§ **Source passage**:
Opinion
B237622
09-28-2012
In re A.M. et al., Persons Coming Under the Juvenile Court Law. LOS ANGELES COUNTY DEPARTMENT OF CHILDREN AND FAMILY SERVICES, Plaintiff and Respondent, v. GUILLERMO P., Defendant and Appellant.
Joseph D. Mackenzie, under appointment by the Court of Appeal, for Defendant and Appellant Guillermo P. John F. Krattli, Acting County Counsel, James M. Owens, Assistant County Counsel, and Sarah Vesecky, Deputy County Counsel, for Plaintiff and Respondent. Michael A. Salazar, under appointment by the Court of Appeal, for Minors.
NOT TO BE PUBLISHED IN THE OFFICIAL REPORTS
California Rules of Court, rule 8.1115(a), prohibits courts and parties from citing or relying on opinions not certified for publication or ordered published, except as specified by rule 8.1115(b). This opinion has not been certified for publication or ordered published for purposes of rule 8.1115.
(Los Angeles County
Super. Ct. No. CK64476)
APPEAL from an order of the Superior Court of Los Angeles County, Rudolph A. Diaz, Judge. Dismissed in part and reversed in part.
Joseph D. Mackenzie, under appointment by the Court of Appeal, for Defendant and Appellant Guillermo P.
John F. Krattli, Acting County Counsel, James M. Owens, Assistant County Counsel, and Sarah Vesecky, Deputy County Counsel, for Plaintiff and Respondent.
Michael A. Salazar, under appointment by the Court of Appeal, for Minors.
A father appeals from jurisdictional and dispositional orders of the juvenile court adjudging his minor children dependents pursuant to Welfare and Institutions Code section 300, subdivision (b) (failure to protect or supervise). The case arose after the children's mother was arrested for child endangerment. Father, who was not involved in the conduct which gave rise to this action, contends there is insufficient evidence to support the jurisdictional findings or the dispositional orders which gave him only monitored visitation, and required him to submit to drug testing and to participate in individual counseling. We agree that the court erred in asserting jurisdiction over father, and reverse the dispositional order requiring him to participate in individual counseling. We also grant the motion of respondent Department of Children and Family Services (DCFS) to dismiss the remainder of the appeal as moot.

§ **Requests**:
**A)** In the court opinion, what was the children's mother arrested for?
**B)** In the records, reproduce the lines from the line with "Where can the bright" to the line with "(1120, 651)", both included.

§ **Material for this task**:
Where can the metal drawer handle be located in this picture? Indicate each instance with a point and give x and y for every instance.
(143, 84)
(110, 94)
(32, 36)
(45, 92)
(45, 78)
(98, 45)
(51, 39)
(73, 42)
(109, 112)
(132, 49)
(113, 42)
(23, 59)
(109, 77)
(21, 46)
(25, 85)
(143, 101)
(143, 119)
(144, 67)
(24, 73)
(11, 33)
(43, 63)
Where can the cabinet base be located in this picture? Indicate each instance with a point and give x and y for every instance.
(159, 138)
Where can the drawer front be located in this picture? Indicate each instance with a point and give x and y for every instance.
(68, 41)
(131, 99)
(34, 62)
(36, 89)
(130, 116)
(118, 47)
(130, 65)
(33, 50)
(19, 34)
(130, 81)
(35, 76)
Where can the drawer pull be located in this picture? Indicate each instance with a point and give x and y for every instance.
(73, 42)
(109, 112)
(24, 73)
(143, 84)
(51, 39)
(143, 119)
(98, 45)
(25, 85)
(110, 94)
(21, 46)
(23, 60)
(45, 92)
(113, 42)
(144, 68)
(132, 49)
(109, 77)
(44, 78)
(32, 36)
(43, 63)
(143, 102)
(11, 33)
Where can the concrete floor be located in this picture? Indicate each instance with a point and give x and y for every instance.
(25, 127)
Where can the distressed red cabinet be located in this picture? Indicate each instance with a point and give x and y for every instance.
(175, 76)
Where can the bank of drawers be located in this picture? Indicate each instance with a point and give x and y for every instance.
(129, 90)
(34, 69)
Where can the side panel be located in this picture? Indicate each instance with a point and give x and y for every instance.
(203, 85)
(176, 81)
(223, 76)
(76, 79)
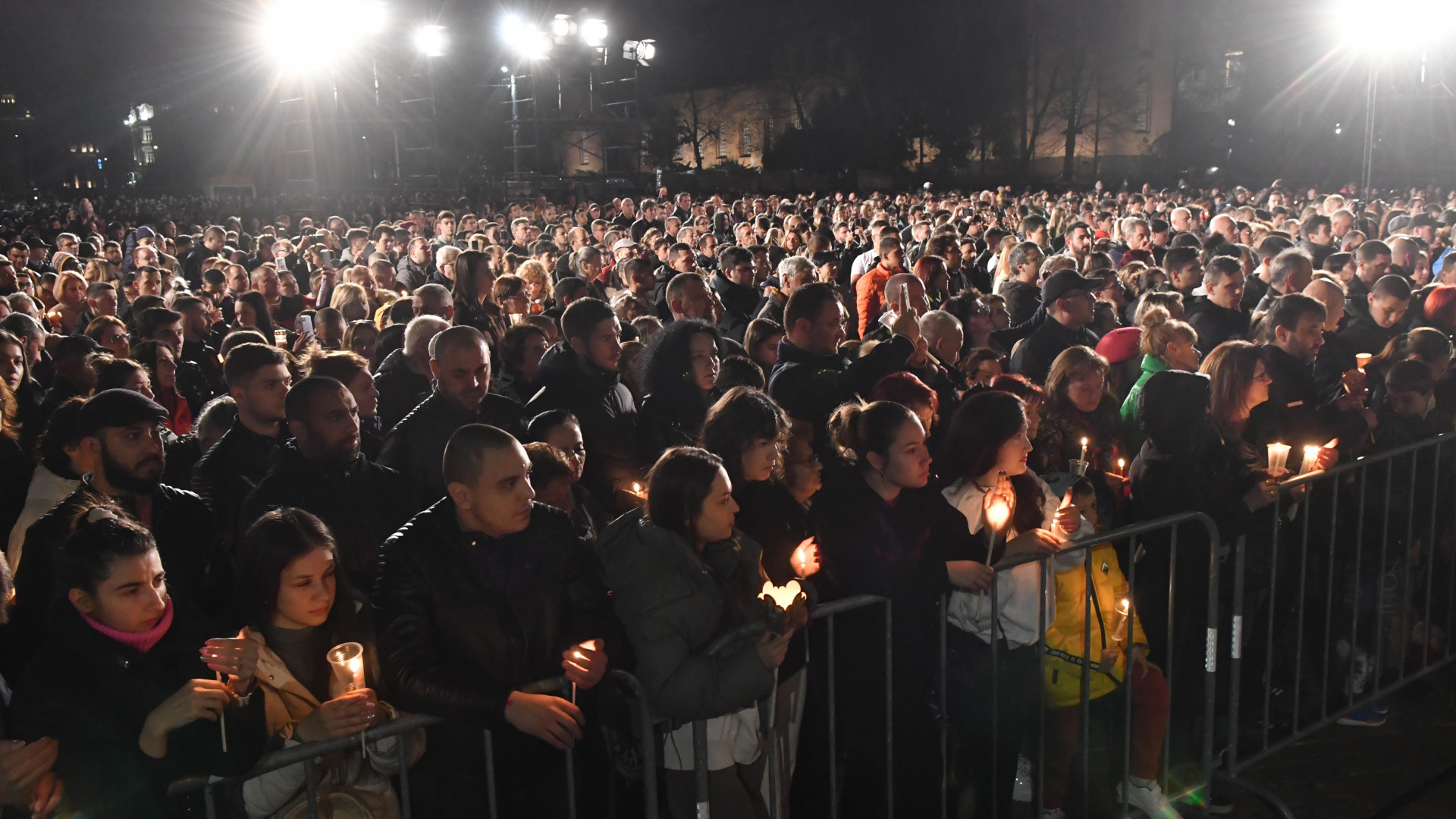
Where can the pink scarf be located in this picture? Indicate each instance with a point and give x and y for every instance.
(140, 640)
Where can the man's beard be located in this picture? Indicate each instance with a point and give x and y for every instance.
(123, 479)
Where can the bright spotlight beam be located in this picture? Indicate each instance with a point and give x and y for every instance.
(431, 41)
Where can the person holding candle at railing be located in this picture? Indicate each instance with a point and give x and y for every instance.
(131, 686)
(297, 607)
(683, 577)
(478, 596)
(1011, 513)
(1120, 651)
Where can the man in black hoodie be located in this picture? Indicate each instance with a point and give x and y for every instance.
(813, 378)
(580, 375)
(403, 375)
(1219, 316)
(733, 283)
(460, 366)
(322, 471)
(478, 596)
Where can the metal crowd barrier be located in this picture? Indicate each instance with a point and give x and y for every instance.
(1130, 535)
(1391, 500)
(306, 755)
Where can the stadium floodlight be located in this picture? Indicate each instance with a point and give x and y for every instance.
(639, 52)
(431, 41)
(287, 36)
(595, 33)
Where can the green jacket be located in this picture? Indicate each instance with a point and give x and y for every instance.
(673, 605)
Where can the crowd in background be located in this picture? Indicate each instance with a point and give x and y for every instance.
(500, 442)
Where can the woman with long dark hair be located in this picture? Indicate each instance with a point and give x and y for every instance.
(475, 280)
(883, 531)
(123, 686)
(683, 577)
(987, 449)
(291, 601)
(679, 373)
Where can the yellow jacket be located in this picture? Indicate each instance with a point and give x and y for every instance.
(1066, 635)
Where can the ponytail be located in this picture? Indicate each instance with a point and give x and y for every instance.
(101, 535)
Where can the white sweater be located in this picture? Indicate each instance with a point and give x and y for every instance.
(1017, 589)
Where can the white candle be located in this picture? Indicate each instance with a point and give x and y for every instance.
(1310, 460)
(1279, 458)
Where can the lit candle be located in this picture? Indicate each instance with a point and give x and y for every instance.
(1125, 607)
(805, 558)
(1310, 460)
(347, 661)
(781, 596)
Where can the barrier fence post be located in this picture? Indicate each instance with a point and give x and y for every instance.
(490, 774)
(946, 714)
(890, 714)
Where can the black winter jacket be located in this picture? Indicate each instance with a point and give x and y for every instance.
(400, 388)
(93, 694)
(606, 411)
(673, 604)
(199, 572)
(463, 620)
(416, 447)
(362, 503)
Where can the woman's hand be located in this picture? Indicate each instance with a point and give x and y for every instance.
(197, 700)
(1141, 661)
(1109, 659)
(584, 664)
(234, 656)
(1034, 542)
(1261, 496)
(970, 575)
(343, 716)
(774, 648)
(546, 717)
(24, 767)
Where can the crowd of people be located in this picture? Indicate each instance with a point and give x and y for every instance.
(497, 444)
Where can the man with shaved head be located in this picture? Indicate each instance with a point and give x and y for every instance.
(460, 368)
(479, 595)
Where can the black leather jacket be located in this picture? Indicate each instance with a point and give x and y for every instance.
(465, 620)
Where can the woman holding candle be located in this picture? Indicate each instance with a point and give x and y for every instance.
(883, 529)
(683, 577)
(987, 449)
(1079, 407)
(289, 595)
(748, 431)
(1117, 635)
(128, 684)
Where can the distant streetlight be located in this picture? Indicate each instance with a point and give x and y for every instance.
(639, 52)
(431, 41)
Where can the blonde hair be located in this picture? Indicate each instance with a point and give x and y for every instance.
(1161, 330)
(350, 300)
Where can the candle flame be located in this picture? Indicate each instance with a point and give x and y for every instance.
(805, 558)
(781, 596)
(998, 513)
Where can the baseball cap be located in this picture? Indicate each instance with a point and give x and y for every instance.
(1068, 283)
(117, 409)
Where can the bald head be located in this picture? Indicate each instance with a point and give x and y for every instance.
(910, 284)
(1331, 297)
(946, 335)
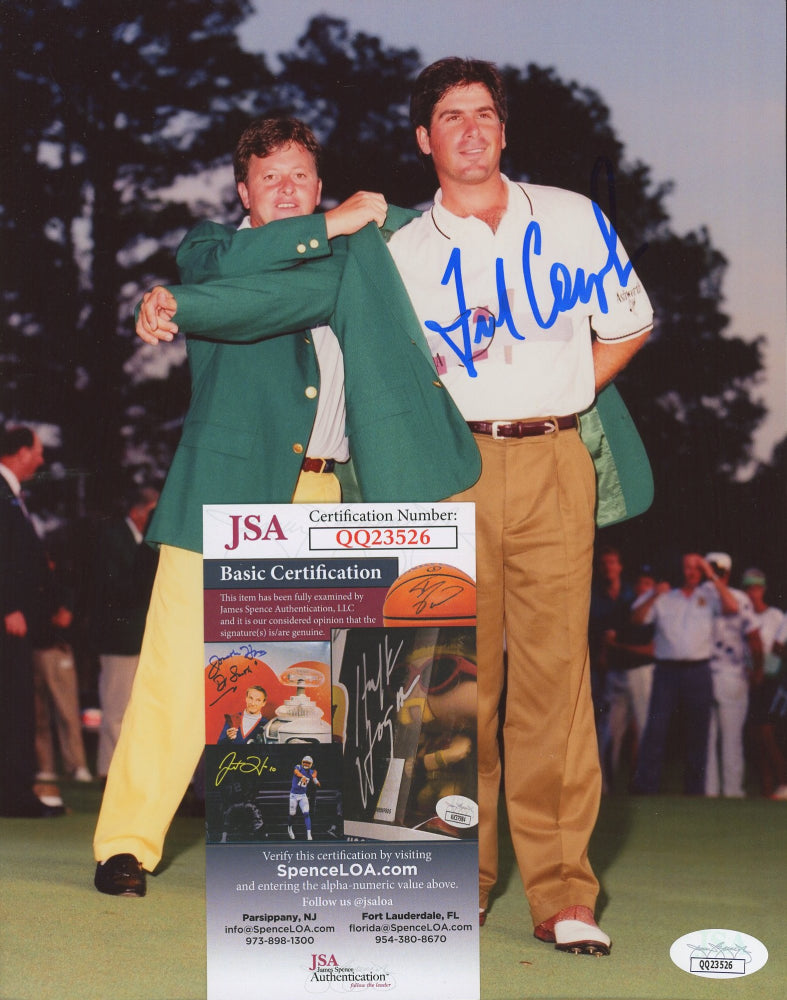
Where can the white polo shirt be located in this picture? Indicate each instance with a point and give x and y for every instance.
(684, 623)
(503, 311)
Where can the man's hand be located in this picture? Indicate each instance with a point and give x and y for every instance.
(354, 213)
(154, 322)
(62, 618)
(15, 624)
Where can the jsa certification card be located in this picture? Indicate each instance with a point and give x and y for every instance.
(341, 759)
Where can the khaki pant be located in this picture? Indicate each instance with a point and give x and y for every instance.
(163, 731)
(56, 684)
(534, 521)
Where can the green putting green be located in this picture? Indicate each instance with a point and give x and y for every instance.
(668, 866)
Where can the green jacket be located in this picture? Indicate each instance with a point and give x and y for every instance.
(248, 301)
(254, 373)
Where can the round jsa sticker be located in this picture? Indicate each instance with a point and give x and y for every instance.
(719, 954)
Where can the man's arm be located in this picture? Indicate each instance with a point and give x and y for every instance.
(212, 252)
(234, 266)
(610, 359)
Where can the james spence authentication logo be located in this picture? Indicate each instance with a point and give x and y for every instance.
(717, 953)
(326, 968)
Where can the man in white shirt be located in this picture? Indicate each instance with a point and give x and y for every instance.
(683, 641)
(529, 305)
(737, 655)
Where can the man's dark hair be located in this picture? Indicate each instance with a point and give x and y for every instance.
(264, 136)
(436, 80)
(13, 439)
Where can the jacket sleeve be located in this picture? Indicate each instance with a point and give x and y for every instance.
(212, 252)
(252, 308)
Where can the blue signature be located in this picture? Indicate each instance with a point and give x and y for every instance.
(567, 290)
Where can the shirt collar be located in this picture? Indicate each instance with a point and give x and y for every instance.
(11, 479)
(138, 536)
(454, 227)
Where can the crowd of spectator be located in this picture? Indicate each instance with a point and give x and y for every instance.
(686, 683)
(70, 599)
(686, 678)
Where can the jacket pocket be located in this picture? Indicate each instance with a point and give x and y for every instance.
(225, 439)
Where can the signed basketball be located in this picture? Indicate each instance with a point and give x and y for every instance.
(432, 594)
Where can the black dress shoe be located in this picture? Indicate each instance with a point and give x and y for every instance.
(121, 875)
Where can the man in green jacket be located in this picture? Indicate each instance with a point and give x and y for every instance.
(267, 424)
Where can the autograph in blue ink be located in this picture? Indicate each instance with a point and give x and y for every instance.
(567, 290)
(249, 765)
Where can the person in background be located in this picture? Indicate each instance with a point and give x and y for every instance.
(683, 620)
(736, 662)
(57, 688)
(26, 606)
(123, 569)
(770, 761)
(628, 686)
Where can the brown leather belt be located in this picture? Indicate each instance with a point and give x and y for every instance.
(523, 428)
(318, 464)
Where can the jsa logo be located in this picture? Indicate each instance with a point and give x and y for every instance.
(251, 528)
(322, 962)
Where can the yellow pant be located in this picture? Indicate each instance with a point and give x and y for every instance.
(163, 732)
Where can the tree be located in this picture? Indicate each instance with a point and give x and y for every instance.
(106, 107)
(162, 90)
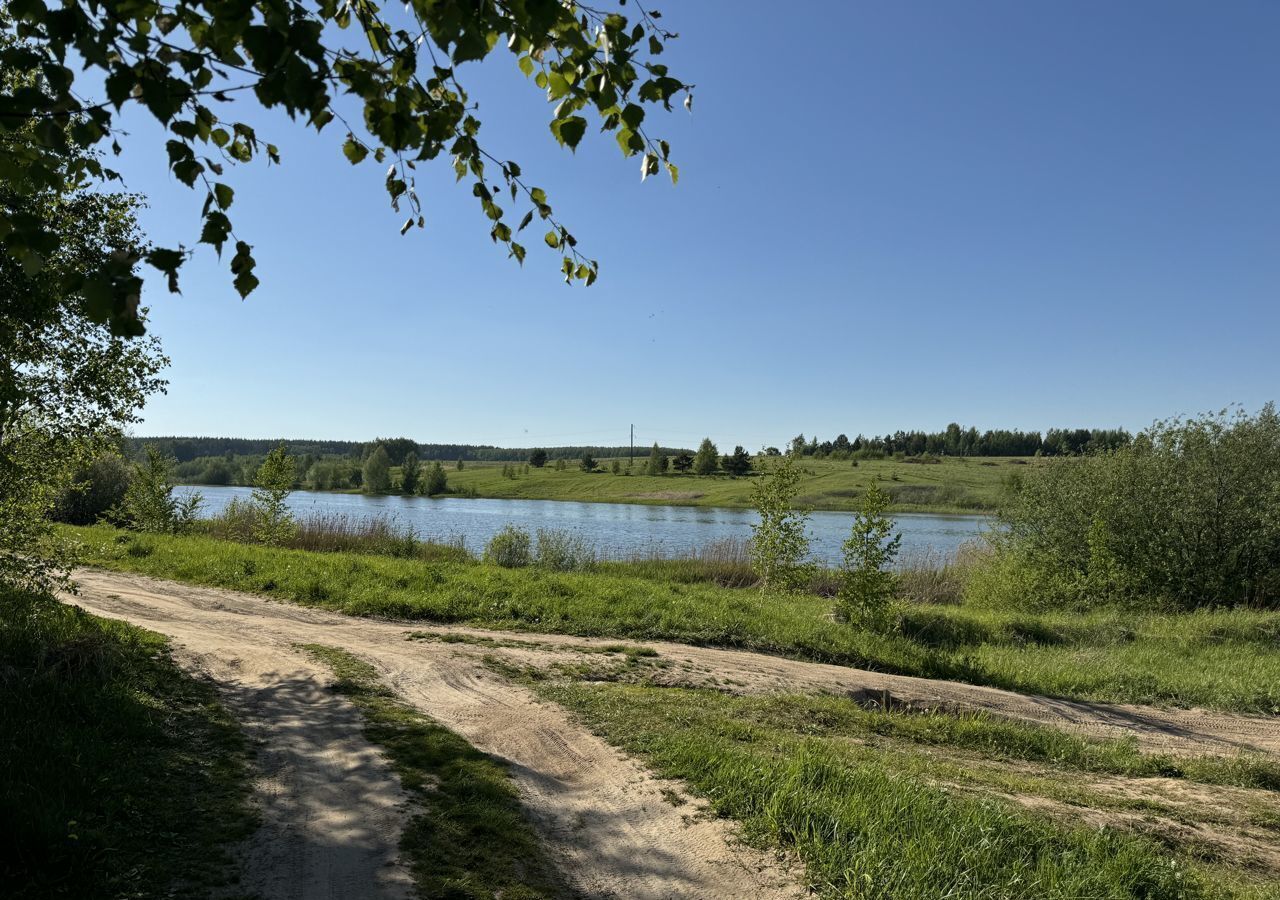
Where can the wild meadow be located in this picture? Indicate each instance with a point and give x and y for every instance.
(1220, 658)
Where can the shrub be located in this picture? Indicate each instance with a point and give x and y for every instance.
(510, 548)
(780, 543)
(707, 458)
(149, 502)
(563, 551)
(273, 483)
(410, 471)
(1185, 516)
(437, 482)
(94, 490)
(378, 471)
(867, 584)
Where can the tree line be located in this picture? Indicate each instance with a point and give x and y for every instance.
(956, 441)
(202, 448)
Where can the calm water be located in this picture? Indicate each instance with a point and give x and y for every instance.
(613, 529)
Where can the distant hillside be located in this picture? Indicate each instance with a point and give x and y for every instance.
(186, 450)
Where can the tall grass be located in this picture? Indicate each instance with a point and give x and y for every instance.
(932, 576)
(122, 776)
(341, 533)
(863, 826)
(725, 562)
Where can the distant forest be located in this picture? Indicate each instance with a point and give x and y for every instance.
(337, 464)
(956, 441)
(186, 450)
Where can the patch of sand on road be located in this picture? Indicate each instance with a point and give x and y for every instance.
(604, 818)
(332, 809)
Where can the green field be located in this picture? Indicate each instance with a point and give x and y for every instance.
(872, 813)
(952, 484)
(1224, 659)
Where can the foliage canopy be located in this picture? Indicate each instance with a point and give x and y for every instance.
(387, 80)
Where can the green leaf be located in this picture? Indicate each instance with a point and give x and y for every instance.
(355, 150)
(570, 131)
(242, 266)
(632, 115)
(216, 229)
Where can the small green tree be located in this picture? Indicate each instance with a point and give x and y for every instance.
(737, 464)
(510, 548)
(707, 458)
(410, 474)
(378, 471)
(437, 482)
(657, 464)
(780, 544)
(150, 503)
(865, 581)
(272, 487)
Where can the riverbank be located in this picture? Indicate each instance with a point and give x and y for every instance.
(951, 485)
(609, 530)
(1223, 659)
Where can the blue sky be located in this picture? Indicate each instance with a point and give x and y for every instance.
(890, 215)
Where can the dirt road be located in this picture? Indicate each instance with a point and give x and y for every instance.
(603, 817)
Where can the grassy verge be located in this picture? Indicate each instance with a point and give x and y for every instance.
(122, 775)
(1221, 659)
(949, 485)
(470, 837)
(873, 819)
(823, 716)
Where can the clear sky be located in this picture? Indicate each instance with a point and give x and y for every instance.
(890, 215)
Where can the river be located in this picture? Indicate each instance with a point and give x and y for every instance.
(616, 530)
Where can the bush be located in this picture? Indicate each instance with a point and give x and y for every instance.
(435, 482)
(95, 489)
(272, 487)
(565, 552)
(149, 502)
(780, 543)
(1185, 516)
(510, 548)
(867, 584)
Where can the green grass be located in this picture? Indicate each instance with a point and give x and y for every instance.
(469, 837)
(950, 485)
(869, 821)
(993, 738)
(122, 776)
(1224, 659)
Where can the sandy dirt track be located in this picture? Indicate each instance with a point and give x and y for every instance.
(603, 817)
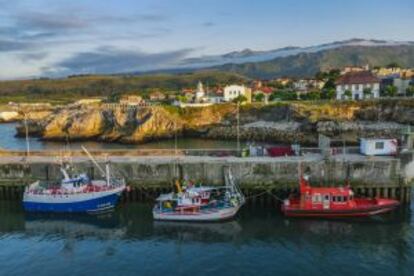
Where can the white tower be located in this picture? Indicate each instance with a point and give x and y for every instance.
(200, 91)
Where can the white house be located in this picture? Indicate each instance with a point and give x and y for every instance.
(402, 85)
(200, 93)
(356, 83)
(371, 146)
(231, 92)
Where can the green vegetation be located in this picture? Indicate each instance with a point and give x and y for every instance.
(283, 96)
(73, 88)
(367, 92)
(391, 91)
(259, 97)
(308, 64)
(348, 94)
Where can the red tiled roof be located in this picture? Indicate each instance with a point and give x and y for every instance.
(362, 77)
(267, 90)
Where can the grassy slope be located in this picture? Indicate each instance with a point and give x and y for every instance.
(70, 89)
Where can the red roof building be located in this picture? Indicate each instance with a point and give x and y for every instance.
(356, 85)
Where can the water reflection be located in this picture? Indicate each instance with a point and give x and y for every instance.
(128, 240)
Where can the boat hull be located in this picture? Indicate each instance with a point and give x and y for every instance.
(330, 213)
(91, 204)
(212, 214)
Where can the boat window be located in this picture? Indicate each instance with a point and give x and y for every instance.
(379, 145)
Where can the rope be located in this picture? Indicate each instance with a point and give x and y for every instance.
(265, 192)
(256, 195)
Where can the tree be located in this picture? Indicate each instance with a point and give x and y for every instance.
(240, 99)
(391, 91)
(328, 94)
(312, 96)
(410, 91)
(348, 94)
(259, 97)
(182, 99)
(367, 92)
(393, 65)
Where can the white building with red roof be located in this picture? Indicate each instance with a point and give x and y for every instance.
(356, 83)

§ **Solutions to each task**:
**A)** Child endangerment.

**B)**
Where can the bright spotlight beam be located in this picture? Indicate each instance with a point and give x and y for every instance.
(431, 41)
Where can the person holding candle at railing be located in this picture? Indicate each instance with a point and give x and y for every instance.
(131, 686)
(297, 607)
(683, 577)
(478, 596)
(1011, 513)
(1120, 651)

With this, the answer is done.